Saved entries:
☆ ☆ ☆ ☆

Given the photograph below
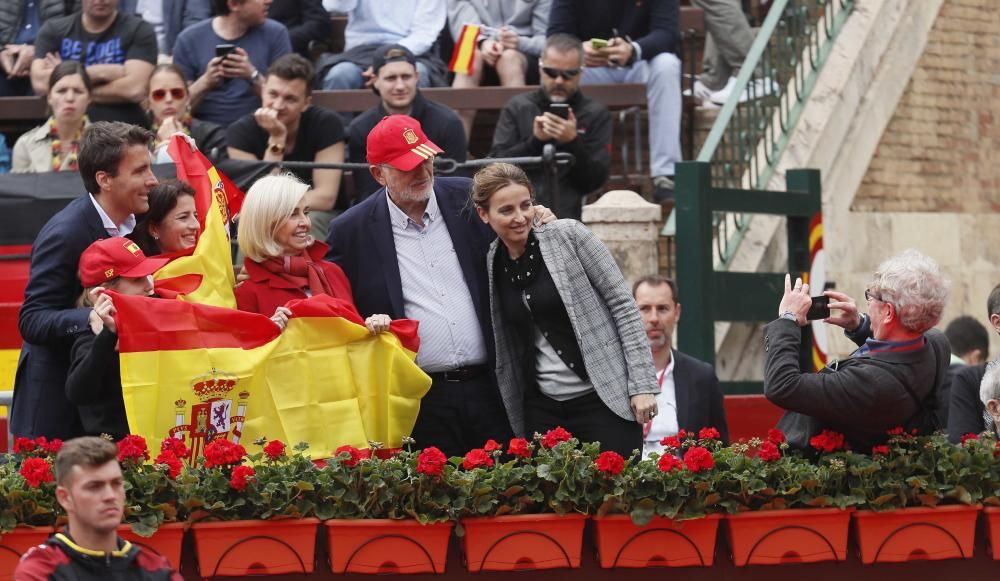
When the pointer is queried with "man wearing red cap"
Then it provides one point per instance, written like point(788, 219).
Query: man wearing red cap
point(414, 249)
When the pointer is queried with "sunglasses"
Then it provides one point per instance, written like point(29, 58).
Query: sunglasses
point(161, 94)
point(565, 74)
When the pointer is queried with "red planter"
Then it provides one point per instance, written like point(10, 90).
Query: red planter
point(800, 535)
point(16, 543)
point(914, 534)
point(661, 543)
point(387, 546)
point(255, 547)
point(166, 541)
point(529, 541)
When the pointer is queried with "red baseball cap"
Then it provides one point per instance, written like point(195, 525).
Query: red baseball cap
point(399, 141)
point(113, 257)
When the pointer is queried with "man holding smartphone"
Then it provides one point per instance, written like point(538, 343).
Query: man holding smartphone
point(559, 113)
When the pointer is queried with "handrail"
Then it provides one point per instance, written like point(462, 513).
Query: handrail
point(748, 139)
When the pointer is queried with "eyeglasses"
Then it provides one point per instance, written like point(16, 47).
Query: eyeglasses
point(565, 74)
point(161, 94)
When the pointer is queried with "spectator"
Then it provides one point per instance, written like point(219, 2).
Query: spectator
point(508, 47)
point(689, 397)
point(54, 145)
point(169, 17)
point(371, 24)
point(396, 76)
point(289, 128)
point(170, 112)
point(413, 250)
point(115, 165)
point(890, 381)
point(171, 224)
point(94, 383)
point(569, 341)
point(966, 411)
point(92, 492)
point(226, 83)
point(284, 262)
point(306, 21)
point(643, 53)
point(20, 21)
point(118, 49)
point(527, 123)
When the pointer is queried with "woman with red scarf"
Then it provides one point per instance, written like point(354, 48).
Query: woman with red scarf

☆ ☆ ☆ ☆

Task prompt: All records should be output exactly, with the pictures left out.

Result of the exercise:
Given the photograph below
When the pointer is queried with "man wearing red cap"
Then it provides one point per instance, written like point(788, 219).
Query: man wearing red cap
point(414, 249)
When the pointer is queried with "sunglasses"
Then it provides one point per instance, written like point(29, 58).
Query: sunglasses
point(161, 94)
point(565, 74)
When the pointer is queried with "red planter"
Then it provides one point per instance, written like point(10, 90).
Query: red planter
point(800, 535)
point(16, 543)
point(914, 534)
point(661, 543)
point(387, 546)
point(255, 547)
point(166, 541)
point(529, 541)
When the pointer is queried with "red baseball cap"
Then it provides one point per instance, written like point(195, 525).
Query: red baseball cap
point(399, 141)
point(113, 257)
When the pointer is queried with "man holding smartphone"
Then it provides one point per instance, written like point(538, 343).
Query: man holding smartphone
point(559, 113)
When the pointer is queried with "handrail"
Then it provides one point per instance, written like point(462, 513).
Query: handrail
point(748, 139)
When the pointer is queried with "eyeglasses"
Then it provides one point per instance, written like point(16, 47).
Query: eyeglasses
point(565, 74)
point(161, 94)
When the pointer is queried with "spectator"
Then it provides one point per instance, written like point(219, 2).
Query: spectator
point(508, 47)
point(689, 397)
point(54, 145)
point(169, 17)
point(371, 24)
point(396, 76)
point(289, 128)
point(170, 112)
point(413, 250)
point(115, 165)
point(890, 381)
point(171, 224)
point(94, 383)
point(569, 341)
point(966, 411)
point(92, 492)
point(226, 83)
point(284, 262)
point(306, 21)
point(643, 53)
point(20, 21)
point(118, 49)
point(527, 123)
When the pointer is queried with "woman with red scarf"
Then it provides one point per instance, written like point(354, 48).
Query: woman with red scarf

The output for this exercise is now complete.